---------- Provided information ----------

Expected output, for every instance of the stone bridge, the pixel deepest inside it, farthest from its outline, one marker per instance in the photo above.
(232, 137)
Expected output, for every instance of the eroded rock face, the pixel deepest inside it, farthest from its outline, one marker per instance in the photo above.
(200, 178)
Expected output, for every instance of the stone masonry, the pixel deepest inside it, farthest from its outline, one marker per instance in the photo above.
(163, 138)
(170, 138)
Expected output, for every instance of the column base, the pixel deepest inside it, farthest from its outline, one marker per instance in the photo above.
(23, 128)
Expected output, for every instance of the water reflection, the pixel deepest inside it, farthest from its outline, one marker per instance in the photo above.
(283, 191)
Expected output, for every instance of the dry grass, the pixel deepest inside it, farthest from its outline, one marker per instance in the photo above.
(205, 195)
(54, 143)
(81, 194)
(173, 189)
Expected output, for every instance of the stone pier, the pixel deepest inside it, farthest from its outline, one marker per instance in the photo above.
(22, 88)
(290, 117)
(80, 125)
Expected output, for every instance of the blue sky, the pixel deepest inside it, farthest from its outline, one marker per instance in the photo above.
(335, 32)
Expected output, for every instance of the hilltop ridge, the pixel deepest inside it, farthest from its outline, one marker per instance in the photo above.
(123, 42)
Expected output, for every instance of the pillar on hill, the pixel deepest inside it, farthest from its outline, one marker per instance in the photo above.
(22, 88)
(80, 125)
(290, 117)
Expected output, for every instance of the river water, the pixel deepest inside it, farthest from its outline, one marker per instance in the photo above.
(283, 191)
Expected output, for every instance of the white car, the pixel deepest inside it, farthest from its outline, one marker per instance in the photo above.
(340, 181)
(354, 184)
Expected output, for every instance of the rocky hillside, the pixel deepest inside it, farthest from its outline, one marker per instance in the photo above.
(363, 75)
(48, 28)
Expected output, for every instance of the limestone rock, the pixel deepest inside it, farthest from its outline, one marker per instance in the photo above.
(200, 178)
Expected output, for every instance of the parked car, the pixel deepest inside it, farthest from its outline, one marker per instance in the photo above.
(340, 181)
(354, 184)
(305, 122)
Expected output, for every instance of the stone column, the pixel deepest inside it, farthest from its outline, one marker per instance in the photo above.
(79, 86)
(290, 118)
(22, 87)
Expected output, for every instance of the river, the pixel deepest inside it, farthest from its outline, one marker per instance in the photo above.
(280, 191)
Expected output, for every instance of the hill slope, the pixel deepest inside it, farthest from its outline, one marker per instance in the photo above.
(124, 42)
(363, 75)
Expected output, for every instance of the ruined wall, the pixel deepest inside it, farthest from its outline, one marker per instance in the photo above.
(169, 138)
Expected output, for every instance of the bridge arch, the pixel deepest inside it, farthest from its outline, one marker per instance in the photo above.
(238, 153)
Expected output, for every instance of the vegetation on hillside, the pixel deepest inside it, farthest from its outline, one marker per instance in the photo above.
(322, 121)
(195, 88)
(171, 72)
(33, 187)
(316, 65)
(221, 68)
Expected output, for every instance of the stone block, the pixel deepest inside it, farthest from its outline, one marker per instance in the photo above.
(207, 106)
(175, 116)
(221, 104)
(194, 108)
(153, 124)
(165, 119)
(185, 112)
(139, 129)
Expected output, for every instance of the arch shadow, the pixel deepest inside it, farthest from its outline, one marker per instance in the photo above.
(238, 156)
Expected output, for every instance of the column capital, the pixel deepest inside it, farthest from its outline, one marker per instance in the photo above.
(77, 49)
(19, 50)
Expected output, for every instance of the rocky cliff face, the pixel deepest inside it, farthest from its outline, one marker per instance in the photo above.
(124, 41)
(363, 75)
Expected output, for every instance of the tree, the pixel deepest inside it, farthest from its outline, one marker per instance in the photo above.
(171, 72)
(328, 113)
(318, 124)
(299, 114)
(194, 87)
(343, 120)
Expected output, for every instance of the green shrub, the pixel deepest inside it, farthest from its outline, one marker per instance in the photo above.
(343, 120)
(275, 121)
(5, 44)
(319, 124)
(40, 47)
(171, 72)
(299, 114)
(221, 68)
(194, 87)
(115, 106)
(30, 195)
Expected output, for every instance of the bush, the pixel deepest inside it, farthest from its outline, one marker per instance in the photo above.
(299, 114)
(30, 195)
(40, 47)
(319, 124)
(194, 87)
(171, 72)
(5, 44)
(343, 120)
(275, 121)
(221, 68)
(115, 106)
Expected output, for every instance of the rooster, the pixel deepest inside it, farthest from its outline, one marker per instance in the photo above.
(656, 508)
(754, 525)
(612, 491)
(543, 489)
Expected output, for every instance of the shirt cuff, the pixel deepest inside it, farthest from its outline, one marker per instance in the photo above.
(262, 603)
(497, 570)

----------

• _Task description_
Extract every entry in the listing word for word.

• _Final result_
Expected output, for every instance of the stone bridge, the pixel deepest inside it, farthest from its outline, one marker per instance in the photo above.
(232, 137)
Expected output, for every instance of the eroded rock face, the pixel deepest inside it, farthest from its outline, one marker per instance in the photo above.
(200, 178)
Expected output, for every instance of the stone masonry, the pixel deepest inside it, farthest from its outline, one marker per instance in the photo above.
(163, 138)
(170, 138)
Expected output, for every instance of the column base, the pixel deepest inside it, farthest from its outline, one marker per instance in the photo above.
(23, 128)
Expected output, for every instance of the water reflection, the pixel deepest inside it, farthest from its outline, one marker per instance in the photo above.
(283, 191)
Expected output, for every instance of the dry grass, the pixel deepest inside it, farthest from its outline, one marker per instance in the photo above.
(205, 195)
(54, 143)
(81, 194)
(173, 189)
Expected output, for every instance of the stone pier, the pixel deepest inside it, farthest from its outline, one marker per instance in the photo above.
(22, 88)
(290, 117)
(80, 125)
Expected output, for every instance of the blue sky, the pixel deepest inside it, farthest from its outline, one marker per instance in the photo above.
(335, 32)
Expected output, for every instance of the hilltop ridge, the pixel deepest inside it, farthest from its outline, one marker per instance in the photo above.
(123, 42)
Expected output, for every instance of the pillar on hill, the pixel deepest inside it, farthest from its outline, one marker per instance in the photo above.
(22, 88)
(80, 125)
(290, 117)
Expected output, for every instance of the river water, the pixel deepest inside it, farthest from its outline, one marker per instance in the photo above.
(283, 191)
Expected output, for every instance of the white car, the pixel deepest inside it, farthest from its outline, one marker per instance in the photo above.
(340, 181)
(354, 184)
Expected output, for every instance of the rocky hillside, the pixel deepest inside it, farthest from its outline, one marker per instance in the photo above.
(363, 75)
(48, 28)
Expected output, for every instance of the limestone rock, the pixel deepest inside it, farthest from its outline, one marker per instance in the photo above.
(200, 178)
Expected output, for every instance of the parked car, the pixel deepest inside it, farthest from its outline, one marker per instance in the photo above.
(340, 181)
(354, 184)
(305, 122)
Expected output, for every instance of the stone column, the pixel deepest inside it, farthest from its outline, one marker per instance in the photo above.
(79, 86)
(290, 118)
(22, 87)
Expected output, for every instance of the river, the pixel deepest inside it, farthest from its outline, one marker per instance in the photo above.
(280, 191)
Expected output, for every instance of the hill slope, the pixel deepest inside it, farthest from its outline, one marker per instance in the photo above.
(124, 42)
(363, 75)
Expected output, for every instance of the ruined wall, the pixel deepest inside it, farthest from its outline, one marker per instance in the photo above.
(169, 138)
Expected output, for every instance of the bridge arch, the pixel deepest inside it, farthest from its outline, one marker per instance in the photo above.
(238, 153)
Expected output, for every instance of the vegetation on hillside, the pixel deepest inside it, farthest from its outline, one marker per instance in the photo above.
(322, 121)
(195, 88)
(171, 72)
(33, 187)
(316, 65)
(221, 68)
Expected output, for every instance of the stone block, the pixel deepest inside it, farthest from its outline, one marker per instance in the photo above.
(207, 106)
(175, 116)
(221, 104)
(194, 108)
(153, 124)
(165, 119)
(185, 112)
(139, 129)
Expected output, for every instance of the arch shadow, the pixel deepest inside it, farthest from its outline, one marker per instance in the photo above.
(238, 156)
Expected output, for every instance of the column capital, the pixel deepest inside it, farthest from its outline, one marker per instance in the photo above.
(77, 49)
(19, 50)
Expected output, for every instance of the rocky cliff face, the pixel deepest inside it, farthest from its outline, one marker per instance in the photo above.
(124, 41)
(363, 75)
Expected output, for every instance of the tree, the pixel deepest inside it, farthest from its outline, one marker per instance in the photo above.
(171, 72)
(328, 113)
(318, 124)
(299, 114)
(194, 87)
(343, 120)
Expected output, for every instance of the green shrub, the pixel deepest inside it, farthest from its outline, one marker per instance in the photo above.
(343, 120)
(275, 121)
(5, 44)
(319, 124)
(40, 47)
(171, 72)
(299, 114)
(221, 68)
(194, 87)
(115, 106)
(30, 195)
Expected output, for every instance of the bush, the pixel deepest inside it, farthest from its outline, one marker per instance in the photo above.
(299, 114)
(30, 195)
(40, 47)
(319, 124)
(194, 87)
(171, 72)
(5, 44)
(343, 120)
(275, 121)
(221, 68)
(115, 106)
Expected output, for every instance of the rooster, the pixel deepest inside it, farthest from its outline, one marker per instance in the photo above.
(656, 508)
(754, 525)
(612, 491)
(543, 489)
Expected output, for every instance of the shirt cuff, the pixel deepest inside it, farthest from its outline, one marker per instance in the photo above.
(262, 603)
(497, 570)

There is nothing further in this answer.